What is needed ▸
Starting with the line containing "goalkeeper jersey, written" and going on through the line containing "Return one point per instance of the blue", return the lines of the data below exactly, and only those.
Top of Dataset
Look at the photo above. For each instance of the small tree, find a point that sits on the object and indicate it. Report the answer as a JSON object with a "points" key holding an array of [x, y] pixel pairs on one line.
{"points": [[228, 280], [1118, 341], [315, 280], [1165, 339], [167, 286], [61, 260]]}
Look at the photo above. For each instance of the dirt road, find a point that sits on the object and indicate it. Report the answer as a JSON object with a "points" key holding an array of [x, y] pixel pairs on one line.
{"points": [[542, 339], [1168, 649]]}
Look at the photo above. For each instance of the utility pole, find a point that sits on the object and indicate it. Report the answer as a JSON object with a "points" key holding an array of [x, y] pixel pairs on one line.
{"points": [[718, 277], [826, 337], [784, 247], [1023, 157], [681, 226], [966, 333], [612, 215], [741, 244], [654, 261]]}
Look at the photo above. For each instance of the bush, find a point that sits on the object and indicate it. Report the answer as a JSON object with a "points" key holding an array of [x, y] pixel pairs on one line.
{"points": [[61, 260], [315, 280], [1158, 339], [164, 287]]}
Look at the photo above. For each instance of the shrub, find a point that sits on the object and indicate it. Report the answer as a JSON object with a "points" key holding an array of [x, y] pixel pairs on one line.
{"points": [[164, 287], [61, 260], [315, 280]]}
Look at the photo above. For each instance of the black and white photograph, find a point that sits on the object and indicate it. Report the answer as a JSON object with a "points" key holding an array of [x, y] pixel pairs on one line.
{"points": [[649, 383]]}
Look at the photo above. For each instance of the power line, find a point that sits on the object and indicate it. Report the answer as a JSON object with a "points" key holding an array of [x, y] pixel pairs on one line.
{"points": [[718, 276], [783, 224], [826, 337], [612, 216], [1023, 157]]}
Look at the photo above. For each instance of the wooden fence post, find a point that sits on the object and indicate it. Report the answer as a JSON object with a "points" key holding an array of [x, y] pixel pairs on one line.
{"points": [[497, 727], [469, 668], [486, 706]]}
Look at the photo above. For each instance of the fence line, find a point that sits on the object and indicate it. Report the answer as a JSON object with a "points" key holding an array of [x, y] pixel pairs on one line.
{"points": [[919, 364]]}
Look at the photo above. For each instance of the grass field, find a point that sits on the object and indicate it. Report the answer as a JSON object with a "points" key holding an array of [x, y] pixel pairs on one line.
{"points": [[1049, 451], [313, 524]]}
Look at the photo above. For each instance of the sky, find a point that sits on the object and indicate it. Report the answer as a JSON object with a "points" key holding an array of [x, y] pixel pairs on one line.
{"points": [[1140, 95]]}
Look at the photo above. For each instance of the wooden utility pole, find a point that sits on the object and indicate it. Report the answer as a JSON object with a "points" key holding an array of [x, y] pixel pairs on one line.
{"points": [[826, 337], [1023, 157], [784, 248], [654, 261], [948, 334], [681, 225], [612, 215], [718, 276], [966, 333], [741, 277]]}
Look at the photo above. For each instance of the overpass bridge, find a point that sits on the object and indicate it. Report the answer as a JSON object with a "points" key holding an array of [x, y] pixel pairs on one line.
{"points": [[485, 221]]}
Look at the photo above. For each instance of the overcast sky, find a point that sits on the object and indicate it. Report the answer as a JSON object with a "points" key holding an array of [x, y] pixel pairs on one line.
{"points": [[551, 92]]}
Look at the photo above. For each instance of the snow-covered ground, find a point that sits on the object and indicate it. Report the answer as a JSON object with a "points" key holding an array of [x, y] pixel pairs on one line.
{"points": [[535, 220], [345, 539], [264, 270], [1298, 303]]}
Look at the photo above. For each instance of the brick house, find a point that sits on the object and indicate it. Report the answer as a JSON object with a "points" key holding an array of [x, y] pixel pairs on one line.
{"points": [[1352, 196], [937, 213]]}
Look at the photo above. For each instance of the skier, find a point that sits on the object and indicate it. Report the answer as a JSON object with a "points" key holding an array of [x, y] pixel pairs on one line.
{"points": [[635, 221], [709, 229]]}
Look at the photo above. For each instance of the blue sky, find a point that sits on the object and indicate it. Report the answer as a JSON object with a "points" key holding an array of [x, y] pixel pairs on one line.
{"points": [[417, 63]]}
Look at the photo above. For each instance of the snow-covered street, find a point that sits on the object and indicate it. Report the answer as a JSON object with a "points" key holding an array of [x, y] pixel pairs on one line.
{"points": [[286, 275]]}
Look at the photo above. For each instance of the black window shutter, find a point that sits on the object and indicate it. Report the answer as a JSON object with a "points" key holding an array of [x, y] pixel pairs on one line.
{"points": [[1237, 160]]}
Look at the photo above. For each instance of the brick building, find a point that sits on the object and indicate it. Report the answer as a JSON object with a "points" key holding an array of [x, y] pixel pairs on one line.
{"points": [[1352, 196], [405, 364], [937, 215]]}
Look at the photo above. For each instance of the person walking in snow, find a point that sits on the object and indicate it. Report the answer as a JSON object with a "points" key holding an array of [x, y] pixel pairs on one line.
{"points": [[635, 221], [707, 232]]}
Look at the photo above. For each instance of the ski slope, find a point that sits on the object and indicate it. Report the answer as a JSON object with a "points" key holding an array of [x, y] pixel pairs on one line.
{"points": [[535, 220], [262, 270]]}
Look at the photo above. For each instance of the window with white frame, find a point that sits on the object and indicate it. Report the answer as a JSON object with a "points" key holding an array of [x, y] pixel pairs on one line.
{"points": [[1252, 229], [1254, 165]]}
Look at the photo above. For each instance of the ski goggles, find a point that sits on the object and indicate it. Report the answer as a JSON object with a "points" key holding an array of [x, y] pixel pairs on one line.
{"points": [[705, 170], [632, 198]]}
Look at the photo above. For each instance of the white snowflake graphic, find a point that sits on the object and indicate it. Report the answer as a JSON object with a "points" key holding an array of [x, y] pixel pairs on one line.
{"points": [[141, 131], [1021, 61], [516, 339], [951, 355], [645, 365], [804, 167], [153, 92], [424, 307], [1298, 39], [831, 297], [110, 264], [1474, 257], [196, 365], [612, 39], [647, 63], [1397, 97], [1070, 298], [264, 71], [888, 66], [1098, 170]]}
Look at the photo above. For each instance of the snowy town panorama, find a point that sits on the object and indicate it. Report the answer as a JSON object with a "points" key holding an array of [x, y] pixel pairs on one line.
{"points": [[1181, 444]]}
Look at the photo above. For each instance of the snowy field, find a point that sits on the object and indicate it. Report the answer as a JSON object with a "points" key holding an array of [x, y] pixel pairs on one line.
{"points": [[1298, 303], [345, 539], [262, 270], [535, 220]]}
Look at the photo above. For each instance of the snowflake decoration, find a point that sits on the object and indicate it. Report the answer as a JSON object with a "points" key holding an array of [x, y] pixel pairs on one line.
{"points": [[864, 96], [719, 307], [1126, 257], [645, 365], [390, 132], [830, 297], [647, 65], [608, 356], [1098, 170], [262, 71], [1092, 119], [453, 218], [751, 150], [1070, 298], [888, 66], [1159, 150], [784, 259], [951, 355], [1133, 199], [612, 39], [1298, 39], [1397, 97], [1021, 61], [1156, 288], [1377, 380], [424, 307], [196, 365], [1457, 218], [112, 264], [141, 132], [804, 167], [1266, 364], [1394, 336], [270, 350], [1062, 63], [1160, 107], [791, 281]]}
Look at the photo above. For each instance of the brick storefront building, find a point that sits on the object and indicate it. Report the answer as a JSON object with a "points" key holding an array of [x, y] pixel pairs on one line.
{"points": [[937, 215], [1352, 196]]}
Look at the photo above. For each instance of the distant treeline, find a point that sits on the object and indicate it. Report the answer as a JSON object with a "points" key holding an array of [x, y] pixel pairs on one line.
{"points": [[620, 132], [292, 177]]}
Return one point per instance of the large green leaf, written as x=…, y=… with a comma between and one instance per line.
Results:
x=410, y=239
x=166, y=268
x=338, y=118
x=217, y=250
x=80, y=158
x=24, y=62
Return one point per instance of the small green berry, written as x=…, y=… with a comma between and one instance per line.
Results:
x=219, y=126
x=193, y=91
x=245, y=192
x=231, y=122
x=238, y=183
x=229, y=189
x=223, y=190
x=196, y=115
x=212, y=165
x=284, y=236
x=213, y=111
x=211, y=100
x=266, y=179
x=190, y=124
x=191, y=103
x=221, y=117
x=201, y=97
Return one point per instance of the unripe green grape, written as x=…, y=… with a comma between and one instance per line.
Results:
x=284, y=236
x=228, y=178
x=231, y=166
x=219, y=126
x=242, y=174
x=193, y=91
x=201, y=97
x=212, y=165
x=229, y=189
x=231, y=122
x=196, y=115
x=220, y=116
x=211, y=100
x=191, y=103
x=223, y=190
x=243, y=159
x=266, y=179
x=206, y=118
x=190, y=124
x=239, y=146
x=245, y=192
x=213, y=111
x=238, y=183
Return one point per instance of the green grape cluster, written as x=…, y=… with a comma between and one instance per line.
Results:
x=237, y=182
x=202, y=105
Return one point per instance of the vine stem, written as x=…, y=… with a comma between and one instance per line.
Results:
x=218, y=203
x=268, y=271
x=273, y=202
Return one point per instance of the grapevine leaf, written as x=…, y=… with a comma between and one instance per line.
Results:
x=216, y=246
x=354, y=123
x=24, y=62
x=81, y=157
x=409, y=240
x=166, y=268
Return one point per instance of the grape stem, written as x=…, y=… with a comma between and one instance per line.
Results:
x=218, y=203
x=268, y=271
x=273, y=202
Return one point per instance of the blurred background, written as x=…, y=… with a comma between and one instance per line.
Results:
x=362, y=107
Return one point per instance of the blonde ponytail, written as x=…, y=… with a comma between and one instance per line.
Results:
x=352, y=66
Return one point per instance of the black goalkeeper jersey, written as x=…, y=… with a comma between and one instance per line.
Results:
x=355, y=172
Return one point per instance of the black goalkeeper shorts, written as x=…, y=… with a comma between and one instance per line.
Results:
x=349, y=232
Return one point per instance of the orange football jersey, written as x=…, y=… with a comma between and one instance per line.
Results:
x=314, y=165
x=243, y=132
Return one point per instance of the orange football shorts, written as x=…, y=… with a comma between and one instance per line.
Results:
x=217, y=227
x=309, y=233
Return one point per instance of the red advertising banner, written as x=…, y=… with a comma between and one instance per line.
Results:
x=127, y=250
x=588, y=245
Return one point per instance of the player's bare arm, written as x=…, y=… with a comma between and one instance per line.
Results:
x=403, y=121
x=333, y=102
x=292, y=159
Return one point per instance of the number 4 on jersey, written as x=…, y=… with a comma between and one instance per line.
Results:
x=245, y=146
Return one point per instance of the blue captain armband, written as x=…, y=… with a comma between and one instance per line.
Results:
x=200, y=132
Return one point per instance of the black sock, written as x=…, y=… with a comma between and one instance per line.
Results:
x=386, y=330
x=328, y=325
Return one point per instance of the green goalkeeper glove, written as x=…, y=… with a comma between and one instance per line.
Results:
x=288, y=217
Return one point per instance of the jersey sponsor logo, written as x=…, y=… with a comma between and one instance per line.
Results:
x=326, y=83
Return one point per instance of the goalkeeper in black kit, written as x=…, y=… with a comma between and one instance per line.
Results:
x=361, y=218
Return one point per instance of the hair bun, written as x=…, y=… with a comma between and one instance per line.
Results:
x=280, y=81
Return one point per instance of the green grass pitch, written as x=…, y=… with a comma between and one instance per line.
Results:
Bottom of Dataset
Answer section ▸
Return one point per instance of the black goalkeeper jersey, written as x=…, y=… with a comma between and one instance per line.
Results:
x=355, y=172
Return one point per instance of the black goalkeeper shorts, written as x=…, y=… with a comma between and one instance per line.
Results:
x=349, y=232
Return one point per instance of the orange football jersey, written as x=…, y=… with a comma between and one instance per line.
Results:
x=314, y=165
x=243, y=132
Return one point per instance of the orange football shorts, written as x=…, y=… with a comma between and one instance per line.
Results:
x=217, y=227
x=309, y=233
Return one point per instance of the red advertising banner, written as x=…, y=… with a comma between and one instance per line.
Results:
x=127, y=250
x=588, y=245
Return one point per instance of the player's bare arm, written as x=…, y=… with a comma between and one instance per line.
Results:
x=403, y=121
x=333, y=102
x=292, y=159
Return one point per instance of the number 4 on jersey, written as x=…, y=… with a comma between and one instance per line.
Results:
x=245, y=146
Return one point per instance of the blue captain armband, written as x=…, y=… with a comma between and one instance per line.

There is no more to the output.